- ACTIVITY 1 -
In the passage about Li-ion batteries, where will Aled move in April 2014, and for how long?
- ACTIVITY 2 -
List Aled's interests outside of science as given in the passage about Li-ion batteries.
- ACTIVITY 3 -
Using the passage about Li-ion batteries, mark each statement yes or no:
(a) Aled is a PhD student working on carbon-based porous materials.
(b) Aled is currently based in Singapore.
(c) John B. Goodenough's article appeared in EES.

- GIVEN PASSAGE -
════════════════════
Aled is a guest web-writer for EES. Aled is a PhD student working on new carbon-based porous materials for the Li-ion battery. He is currently based in Liverpool, but will be moving to Singapore for two years from April 2014. Outside of science, his interests include politics, sustainability and international development.

In his recent article in EES, John B. Goodenough gives his views on the challenges, limitations and future prospects of Li-ion battery technology – and how such technology can be used to promote a sustainable modern society.

Li-ion batteries have helped shape modern society by facilitating the wireless revolution; powering mobile phones, laptops and tablet-computers, as well as other portable electronic devices.

Advanced batteries are also helping facilitate the on-going green revolution, with technologies such as plug-in electric vehicles and grid-scale renewable energy storage heavily dependent on the performance of electrochemical energy storage systems.
════════════════════
- SOURCE DATA -
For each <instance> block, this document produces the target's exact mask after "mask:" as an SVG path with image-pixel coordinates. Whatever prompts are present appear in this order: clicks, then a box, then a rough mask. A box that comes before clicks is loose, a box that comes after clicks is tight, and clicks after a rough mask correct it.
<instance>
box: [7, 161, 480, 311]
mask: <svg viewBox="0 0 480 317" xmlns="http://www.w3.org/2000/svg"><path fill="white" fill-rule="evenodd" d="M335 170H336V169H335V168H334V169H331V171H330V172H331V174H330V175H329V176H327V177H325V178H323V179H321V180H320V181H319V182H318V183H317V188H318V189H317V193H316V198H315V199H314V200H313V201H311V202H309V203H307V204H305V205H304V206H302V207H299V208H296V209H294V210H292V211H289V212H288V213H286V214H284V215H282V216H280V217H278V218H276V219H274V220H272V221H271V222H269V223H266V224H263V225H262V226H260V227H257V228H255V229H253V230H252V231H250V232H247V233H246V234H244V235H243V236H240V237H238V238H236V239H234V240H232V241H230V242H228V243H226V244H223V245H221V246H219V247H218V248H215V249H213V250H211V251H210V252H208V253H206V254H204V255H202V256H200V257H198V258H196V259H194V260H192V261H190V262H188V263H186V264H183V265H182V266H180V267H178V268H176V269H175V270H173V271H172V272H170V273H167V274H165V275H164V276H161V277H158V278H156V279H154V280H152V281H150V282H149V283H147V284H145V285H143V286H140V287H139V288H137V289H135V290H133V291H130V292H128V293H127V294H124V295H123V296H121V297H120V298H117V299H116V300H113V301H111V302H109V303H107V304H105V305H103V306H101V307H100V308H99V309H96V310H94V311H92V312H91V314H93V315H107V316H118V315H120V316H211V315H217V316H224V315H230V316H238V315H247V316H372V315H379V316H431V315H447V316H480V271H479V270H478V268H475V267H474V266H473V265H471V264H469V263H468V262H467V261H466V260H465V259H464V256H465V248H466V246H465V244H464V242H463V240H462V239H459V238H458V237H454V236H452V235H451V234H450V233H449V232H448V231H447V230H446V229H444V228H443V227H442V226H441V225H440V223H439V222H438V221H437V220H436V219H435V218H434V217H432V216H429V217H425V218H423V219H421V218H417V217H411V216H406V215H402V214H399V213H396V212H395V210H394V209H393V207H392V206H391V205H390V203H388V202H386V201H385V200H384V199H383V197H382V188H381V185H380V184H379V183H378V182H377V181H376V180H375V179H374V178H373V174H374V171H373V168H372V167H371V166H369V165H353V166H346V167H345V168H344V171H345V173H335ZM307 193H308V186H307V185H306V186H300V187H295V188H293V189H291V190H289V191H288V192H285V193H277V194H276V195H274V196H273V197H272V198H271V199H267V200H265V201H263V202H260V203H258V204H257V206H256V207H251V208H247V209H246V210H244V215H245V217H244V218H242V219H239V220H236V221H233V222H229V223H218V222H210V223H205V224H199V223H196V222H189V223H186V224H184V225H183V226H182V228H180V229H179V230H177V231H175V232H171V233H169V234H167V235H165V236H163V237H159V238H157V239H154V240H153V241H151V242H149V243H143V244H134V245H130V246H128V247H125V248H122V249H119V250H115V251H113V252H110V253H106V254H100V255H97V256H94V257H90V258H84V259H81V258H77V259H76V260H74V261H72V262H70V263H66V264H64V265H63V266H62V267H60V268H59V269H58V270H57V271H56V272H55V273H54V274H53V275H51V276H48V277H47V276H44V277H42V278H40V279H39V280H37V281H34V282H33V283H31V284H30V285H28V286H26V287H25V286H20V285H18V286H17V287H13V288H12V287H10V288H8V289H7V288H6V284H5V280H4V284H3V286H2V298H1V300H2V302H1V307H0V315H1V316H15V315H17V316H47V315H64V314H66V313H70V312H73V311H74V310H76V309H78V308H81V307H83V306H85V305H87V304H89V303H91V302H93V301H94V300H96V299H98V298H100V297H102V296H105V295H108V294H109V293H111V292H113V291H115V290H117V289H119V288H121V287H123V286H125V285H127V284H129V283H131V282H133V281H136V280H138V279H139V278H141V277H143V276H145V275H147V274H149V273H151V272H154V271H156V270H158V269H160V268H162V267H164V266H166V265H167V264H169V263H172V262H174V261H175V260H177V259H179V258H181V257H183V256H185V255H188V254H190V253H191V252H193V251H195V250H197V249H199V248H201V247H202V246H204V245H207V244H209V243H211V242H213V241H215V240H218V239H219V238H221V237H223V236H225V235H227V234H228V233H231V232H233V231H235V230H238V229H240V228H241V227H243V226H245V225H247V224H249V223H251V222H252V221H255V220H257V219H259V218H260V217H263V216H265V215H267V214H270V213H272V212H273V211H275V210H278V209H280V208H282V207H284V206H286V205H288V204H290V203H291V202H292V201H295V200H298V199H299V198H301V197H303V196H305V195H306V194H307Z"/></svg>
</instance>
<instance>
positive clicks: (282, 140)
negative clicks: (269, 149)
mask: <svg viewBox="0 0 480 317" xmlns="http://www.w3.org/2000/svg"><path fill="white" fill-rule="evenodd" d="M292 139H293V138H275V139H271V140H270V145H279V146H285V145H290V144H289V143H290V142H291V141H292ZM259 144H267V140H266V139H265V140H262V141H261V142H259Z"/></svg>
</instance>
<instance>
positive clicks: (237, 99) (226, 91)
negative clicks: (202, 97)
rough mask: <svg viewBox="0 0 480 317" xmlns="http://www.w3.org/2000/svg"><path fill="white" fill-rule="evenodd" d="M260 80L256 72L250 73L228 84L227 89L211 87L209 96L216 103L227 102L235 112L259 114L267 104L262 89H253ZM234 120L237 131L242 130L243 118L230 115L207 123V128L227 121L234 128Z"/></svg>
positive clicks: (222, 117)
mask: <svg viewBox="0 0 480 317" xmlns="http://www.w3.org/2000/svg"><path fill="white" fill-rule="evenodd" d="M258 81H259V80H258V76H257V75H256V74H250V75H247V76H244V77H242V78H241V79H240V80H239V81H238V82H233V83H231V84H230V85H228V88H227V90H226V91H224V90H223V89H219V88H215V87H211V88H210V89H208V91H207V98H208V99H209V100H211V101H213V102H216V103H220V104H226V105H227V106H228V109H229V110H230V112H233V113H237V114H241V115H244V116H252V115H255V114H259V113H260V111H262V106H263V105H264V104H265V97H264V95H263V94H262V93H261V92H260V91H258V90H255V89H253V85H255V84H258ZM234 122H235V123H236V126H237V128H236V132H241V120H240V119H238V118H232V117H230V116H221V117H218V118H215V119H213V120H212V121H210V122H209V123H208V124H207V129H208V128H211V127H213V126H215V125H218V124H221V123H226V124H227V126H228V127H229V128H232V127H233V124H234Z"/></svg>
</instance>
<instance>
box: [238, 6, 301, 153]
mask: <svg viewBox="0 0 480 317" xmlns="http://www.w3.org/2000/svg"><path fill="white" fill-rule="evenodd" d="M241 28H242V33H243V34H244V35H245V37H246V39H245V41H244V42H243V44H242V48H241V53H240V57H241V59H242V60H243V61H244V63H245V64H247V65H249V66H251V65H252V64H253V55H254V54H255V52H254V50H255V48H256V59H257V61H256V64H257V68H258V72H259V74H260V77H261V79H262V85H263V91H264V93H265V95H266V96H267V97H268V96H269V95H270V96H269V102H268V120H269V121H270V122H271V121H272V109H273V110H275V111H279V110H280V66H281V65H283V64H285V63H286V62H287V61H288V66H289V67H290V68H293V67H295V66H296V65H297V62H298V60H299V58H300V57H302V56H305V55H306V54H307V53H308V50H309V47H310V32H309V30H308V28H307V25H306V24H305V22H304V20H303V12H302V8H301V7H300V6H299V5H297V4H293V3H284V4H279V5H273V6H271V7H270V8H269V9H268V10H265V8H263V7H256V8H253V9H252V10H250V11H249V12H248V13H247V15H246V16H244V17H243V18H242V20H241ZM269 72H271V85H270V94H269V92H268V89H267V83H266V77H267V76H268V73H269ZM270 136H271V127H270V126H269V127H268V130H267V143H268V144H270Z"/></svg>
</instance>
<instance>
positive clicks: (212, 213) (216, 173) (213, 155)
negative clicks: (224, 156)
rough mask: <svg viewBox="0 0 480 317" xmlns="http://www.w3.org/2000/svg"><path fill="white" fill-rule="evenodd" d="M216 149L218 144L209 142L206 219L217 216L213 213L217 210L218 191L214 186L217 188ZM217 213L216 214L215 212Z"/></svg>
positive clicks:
════════════════════
- WORKED SOLUTION 1 -
Singapore, for two years.

- WORKED SOLUTION 2 -
- politics
- sustainability
- international development

- WORKED SOLUTION 3 -
(a) Yes: "Aled is a PhD student working on new carbon-based porous materials for the Li-ion battery."
(b) No: "He is currently based in Liverpool"
(c) Yes: "In his recent article in EES, John B. Goodenough gives his views"